>>>>

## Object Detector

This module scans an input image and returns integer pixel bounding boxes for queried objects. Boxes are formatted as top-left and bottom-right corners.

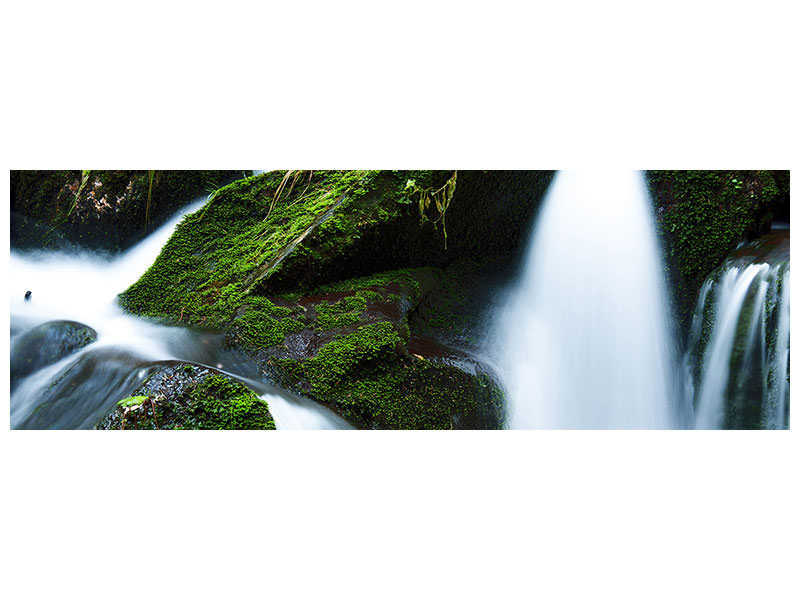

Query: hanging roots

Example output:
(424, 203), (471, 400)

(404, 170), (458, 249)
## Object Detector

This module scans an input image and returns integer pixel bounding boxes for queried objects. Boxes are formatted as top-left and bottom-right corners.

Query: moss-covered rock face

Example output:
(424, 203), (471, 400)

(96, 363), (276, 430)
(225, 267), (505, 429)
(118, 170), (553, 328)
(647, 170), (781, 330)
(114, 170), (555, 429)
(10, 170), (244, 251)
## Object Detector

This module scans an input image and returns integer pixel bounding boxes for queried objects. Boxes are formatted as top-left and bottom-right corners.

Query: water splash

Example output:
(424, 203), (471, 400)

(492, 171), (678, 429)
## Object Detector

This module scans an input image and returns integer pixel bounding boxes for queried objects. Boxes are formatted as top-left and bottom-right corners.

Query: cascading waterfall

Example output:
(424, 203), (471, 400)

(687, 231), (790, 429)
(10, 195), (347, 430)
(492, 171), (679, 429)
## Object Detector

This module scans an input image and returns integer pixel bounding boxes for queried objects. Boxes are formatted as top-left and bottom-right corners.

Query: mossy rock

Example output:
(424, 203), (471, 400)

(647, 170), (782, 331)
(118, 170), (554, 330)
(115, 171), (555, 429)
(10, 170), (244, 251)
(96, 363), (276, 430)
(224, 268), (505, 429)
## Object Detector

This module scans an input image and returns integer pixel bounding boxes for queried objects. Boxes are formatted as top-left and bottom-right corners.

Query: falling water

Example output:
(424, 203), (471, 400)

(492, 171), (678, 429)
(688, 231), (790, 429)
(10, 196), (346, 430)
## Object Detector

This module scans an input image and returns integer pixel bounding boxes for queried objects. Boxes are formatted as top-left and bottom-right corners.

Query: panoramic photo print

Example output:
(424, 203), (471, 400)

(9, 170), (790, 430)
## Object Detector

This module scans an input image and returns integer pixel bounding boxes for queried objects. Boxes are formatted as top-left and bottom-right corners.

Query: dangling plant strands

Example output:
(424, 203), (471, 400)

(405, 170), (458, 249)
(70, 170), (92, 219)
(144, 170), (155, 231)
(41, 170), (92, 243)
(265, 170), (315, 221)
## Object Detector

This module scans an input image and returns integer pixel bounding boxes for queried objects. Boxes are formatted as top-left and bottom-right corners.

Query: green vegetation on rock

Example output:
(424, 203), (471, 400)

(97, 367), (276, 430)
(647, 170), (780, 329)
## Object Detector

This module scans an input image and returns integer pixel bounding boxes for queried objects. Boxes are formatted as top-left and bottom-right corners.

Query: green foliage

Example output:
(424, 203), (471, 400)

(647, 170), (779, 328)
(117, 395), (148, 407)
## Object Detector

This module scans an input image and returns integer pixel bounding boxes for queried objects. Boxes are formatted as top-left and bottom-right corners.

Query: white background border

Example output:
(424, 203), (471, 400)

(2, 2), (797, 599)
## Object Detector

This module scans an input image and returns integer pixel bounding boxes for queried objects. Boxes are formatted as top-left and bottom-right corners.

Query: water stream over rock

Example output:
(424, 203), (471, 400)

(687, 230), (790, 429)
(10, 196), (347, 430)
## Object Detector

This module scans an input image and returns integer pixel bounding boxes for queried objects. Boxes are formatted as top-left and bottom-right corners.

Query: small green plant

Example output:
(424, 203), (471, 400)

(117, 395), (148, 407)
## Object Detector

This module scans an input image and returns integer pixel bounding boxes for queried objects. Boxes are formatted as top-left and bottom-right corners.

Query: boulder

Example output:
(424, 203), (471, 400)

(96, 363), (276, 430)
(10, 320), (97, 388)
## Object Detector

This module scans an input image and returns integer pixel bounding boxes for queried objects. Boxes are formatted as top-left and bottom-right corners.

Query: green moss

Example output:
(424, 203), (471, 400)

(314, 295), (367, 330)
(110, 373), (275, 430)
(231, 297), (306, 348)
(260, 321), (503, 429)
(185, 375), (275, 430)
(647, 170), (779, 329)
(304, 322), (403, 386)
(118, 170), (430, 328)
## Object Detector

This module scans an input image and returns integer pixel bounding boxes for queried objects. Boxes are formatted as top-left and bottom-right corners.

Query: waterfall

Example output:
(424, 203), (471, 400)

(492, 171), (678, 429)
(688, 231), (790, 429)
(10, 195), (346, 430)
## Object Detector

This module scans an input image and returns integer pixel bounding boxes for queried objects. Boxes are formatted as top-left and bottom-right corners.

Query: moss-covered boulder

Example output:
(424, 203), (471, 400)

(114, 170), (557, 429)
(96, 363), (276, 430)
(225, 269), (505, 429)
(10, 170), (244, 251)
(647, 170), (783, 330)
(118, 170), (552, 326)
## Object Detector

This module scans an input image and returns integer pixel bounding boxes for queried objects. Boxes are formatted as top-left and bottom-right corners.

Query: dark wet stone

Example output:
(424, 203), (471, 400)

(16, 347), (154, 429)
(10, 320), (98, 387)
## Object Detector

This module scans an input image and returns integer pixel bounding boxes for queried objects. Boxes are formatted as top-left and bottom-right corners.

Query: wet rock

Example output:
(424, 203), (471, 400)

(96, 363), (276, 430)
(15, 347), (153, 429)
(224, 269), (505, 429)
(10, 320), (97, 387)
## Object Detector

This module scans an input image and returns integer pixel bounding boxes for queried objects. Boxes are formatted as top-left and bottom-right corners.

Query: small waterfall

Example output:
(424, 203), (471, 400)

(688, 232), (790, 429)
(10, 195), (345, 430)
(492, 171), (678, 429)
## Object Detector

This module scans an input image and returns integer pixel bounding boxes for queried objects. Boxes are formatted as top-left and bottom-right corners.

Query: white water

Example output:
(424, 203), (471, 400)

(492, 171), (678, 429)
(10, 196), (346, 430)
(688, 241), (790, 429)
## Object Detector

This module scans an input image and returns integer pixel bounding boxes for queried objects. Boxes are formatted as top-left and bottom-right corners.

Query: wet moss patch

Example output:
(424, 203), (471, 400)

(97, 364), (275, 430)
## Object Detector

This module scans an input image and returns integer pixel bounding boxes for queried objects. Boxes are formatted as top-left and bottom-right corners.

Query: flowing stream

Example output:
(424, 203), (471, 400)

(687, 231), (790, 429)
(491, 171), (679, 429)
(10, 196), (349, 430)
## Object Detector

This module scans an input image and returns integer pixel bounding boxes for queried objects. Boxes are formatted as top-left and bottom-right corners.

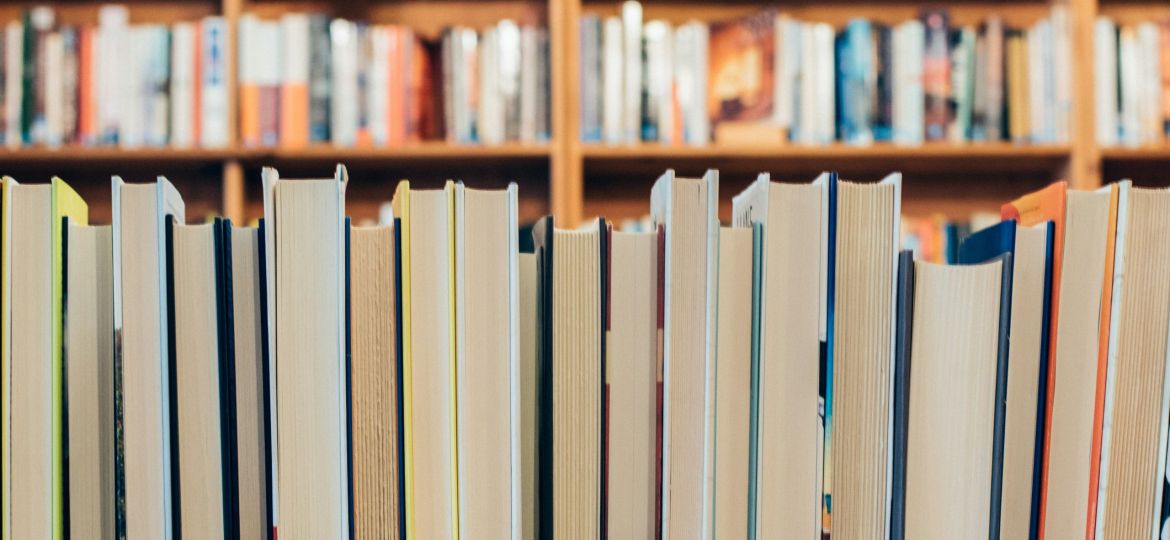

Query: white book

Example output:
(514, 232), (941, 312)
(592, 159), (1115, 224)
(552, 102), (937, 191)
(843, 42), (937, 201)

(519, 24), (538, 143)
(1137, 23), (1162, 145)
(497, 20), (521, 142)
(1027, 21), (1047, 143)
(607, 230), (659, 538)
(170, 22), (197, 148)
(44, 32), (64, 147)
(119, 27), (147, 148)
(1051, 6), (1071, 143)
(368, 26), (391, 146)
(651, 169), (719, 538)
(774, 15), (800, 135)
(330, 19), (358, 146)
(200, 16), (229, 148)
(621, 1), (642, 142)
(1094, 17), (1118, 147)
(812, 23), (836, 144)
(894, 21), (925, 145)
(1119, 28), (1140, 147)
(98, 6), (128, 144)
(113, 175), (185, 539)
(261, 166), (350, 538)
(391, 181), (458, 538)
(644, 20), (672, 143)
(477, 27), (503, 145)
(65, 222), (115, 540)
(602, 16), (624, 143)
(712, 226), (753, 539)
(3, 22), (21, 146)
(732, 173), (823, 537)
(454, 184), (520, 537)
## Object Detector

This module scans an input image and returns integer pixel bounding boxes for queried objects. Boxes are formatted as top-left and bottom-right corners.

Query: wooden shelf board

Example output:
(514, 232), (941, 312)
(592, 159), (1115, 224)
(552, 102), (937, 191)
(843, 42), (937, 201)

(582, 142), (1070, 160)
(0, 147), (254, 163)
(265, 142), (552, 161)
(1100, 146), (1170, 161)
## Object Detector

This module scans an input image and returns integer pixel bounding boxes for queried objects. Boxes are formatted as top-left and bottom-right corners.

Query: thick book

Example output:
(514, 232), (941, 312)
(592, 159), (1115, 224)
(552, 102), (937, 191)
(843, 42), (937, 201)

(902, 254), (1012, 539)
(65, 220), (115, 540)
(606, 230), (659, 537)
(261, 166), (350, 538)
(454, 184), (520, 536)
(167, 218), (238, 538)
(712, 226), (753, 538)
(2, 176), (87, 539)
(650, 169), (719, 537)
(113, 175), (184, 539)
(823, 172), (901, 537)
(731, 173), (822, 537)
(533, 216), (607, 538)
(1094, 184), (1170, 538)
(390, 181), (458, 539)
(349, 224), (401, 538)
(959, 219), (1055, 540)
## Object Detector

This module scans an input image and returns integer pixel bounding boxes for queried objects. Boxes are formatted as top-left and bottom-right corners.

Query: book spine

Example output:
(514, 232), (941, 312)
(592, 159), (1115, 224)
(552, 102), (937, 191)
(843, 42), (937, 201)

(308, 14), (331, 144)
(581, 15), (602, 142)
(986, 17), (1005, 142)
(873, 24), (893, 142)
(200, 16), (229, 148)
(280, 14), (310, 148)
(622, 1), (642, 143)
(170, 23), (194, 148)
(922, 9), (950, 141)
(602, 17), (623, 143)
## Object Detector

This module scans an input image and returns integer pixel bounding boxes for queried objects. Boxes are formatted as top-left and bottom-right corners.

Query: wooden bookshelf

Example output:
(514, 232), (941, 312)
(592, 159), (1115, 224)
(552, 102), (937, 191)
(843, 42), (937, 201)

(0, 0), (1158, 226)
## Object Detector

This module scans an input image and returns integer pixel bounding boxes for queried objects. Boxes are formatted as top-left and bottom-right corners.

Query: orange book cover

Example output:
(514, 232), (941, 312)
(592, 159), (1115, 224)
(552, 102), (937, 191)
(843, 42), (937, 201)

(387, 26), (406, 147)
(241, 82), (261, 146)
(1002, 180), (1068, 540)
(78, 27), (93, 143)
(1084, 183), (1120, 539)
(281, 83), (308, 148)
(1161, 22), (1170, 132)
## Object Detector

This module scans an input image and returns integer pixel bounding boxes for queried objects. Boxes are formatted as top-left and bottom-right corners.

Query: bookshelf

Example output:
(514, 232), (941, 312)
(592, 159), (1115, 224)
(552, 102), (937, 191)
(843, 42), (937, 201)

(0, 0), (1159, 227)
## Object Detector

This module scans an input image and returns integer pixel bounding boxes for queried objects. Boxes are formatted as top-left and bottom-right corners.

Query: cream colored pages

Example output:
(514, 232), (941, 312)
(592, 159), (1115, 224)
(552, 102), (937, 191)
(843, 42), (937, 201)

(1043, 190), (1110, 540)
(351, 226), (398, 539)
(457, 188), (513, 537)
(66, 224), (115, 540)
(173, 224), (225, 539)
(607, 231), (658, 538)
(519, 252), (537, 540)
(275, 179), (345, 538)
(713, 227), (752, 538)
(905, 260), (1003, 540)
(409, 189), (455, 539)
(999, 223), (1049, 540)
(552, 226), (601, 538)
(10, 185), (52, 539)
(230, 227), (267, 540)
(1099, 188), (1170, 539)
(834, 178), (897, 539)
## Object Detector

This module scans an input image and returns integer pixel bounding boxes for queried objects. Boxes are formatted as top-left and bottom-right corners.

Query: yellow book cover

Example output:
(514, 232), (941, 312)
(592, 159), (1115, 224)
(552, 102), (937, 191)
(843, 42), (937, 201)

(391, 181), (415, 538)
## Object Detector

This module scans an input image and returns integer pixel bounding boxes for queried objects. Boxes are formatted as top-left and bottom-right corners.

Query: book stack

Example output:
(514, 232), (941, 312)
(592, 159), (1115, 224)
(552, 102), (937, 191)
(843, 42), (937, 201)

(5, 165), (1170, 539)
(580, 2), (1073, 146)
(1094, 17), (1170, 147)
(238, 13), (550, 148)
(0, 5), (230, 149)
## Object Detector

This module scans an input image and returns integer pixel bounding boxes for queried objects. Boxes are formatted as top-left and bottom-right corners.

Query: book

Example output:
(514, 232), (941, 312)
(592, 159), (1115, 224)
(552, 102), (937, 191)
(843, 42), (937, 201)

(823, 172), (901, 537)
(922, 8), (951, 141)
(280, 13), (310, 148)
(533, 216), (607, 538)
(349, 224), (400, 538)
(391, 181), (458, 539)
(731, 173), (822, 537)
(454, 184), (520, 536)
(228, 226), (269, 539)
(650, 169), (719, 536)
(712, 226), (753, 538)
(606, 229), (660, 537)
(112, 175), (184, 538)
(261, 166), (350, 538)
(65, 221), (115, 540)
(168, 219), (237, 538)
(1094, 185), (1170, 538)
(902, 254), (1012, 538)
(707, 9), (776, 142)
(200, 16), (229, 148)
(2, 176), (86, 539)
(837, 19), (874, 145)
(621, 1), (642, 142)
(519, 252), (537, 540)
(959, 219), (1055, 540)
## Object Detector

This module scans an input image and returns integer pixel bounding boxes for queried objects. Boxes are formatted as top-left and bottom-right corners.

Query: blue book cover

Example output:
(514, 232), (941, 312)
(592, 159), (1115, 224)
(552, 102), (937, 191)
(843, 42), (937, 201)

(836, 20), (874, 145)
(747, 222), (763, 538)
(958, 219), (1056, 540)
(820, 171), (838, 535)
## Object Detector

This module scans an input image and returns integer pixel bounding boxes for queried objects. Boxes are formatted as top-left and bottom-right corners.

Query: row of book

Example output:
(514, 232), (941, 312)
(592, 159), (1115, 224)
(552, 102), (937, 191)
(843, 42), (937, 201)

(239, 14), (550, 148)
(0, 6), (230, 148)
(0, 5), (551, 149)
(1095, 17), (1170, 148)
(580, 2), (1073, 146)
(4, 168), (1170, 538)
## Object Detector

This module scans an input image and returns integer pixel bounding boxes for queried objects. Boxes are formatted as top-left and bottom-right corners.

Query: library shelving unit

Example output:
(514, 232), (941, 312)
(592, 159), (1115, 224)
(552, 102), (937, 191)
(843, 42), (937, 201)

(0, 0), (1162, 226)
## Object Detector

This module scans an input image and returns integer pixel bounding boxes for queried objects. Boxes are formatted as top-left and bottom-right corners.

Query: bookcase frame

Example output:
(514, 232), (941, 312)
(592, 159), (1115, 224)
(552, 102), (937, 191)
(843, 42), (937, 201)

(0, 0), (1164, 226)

<<<<

# DESCRIPTION OF THE TASK:
All lines in the records above that contain "waterfall" are to be reported.

# WRITTEN ANSWER:
Query: cascading waterfall
Query: waterfall
Query: small waterfall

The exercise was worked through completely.